SET TASK ▸
Please repeat the part of the material below that opens with the line containing "segment green stem, each instance" and runs through the end of the material, keeping both ends.

RECORDS ▸
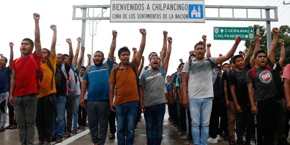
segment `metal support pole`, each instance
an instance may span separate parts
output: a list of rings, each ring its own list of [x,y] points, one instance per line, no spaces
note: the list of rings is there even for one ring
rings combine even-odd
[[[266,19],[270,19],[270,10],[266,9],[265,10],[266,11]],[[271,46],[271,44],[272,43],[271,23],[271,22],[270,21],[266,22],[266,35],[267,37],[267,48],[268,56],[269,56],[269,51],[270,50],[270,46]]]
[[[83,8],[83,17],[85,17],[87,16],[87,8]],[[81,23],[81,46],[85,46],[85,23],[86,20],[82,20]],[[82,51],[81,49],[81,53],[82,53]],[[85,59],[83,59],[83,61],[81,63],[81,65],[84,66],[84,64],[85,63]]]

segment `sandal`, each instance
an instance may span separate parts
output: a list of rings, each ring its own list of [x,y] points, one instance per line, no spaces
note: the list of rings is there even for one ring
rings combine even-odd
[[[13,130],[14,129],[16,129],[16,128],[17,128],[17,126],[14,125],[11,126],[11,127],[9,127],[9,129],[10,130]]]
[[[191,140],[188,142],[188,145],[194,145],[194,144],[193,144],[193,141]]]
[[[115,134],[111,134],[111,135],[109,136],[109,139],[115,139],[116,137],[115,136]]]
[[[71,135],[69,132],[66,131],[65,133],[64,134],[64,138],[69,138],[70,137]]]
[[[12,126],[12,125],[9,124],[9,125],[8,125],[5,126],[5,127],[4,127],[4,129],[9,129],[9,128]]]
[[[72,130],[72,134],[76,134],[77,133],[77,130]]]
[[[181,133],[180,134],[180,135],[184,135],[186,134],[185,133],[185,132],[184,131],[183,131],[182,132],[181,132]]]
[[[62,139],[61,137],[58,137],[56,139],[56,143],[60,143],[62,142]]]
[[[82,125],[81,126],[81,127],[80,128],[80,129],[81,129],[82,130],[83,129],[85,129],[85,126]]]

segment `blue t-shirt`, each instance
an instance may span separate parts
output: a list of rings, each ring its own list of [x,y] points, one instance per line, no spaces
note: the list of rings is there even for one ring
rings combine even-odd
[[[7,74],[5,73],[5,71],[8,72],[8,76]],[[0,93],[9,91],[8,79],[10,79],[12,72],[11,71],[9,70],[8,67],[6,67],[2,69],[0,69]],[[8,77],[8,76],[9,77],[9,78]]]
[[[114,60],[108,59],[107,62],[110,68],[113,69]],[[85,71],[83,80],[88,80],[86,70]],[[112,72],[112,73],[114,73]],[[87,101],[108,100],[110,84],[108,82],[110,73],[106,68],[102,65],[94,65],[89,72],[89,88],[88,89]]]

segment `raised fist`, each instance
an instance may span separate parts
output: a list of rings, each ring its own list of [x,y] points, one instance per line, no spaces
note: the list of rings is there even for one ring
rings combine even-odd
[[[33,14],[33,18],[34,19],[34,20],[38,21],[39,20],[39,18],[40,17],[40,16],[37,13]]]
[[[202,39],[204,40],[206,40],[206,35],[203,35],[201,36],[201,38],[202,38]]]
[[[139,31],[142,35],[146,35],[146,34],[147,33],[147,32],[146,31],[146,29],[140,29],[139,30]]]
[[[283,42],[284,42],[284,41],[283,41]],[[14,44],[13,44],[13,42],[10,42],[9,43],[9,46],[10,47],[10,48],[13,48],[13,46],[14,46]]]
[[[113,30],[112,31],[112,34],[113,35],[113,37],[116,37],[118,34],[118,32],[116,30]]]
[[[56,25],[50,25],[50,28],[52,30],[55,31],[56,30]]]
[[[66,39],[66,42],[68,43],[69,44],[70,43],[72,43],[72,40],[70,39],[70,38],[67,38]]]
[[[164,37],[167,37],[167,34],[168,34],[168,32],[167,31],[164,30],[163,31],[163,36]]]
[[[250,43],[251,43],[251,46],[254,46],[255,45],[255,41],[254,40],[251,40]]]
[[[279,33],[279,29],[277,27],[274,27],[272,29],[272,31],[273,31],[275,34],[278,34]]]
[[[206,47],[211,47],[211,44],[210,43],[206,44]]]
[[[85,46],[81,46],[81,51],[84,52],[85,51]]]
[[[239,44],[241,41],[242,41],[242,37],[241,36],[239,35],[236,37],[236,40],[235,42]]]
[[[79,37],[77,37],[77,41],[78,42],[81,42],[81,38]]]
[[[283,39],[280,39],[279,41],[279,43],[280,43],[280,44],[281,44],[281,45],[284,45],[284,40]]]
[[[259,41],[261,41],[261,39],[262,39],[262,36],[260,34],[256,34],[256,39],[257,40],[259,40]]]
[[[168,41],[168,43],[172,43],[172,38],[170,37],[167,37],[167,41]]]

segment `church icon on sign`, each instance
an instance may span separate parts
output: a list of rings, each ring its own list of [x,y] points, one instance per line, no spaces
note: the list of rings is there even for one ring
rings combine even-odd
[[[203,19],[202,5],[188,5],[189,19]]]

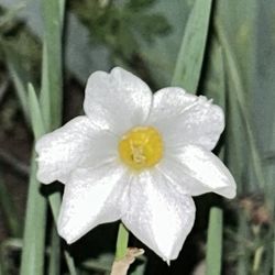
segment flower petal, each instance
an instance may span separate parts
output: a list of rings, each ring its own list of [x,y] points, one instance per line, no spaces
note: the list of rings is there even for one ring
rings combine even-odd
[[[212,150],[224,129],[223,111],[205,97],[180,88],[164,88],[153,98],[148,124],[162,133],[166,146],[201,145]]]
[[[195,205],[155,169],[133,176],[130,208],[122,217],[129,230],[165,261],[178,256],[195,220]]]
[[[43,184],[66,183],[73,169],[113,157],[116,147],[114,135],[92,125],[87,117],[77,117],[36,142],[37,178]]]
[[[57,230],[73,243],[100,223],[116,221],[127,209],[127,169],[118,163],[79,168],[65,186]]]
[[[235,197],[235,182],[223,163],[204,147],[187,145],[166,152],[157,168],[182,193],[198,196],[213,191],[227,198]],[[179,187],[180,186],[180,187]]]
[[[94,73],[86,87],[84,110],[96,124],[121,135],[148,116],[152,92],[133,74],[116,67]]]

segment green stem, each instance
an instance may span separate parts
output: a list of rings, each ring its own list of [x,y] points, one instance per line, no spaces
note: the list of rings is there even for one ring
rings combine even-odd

ANSWER TO THIS PROBLEM ▸
segment green stem, each instance
an instance may span separate parts
output: a list of rings, each ring its own list of [x,y] points, one instance per line, no spaces
note: the list of rings is there even for one ring
rings combine even-odd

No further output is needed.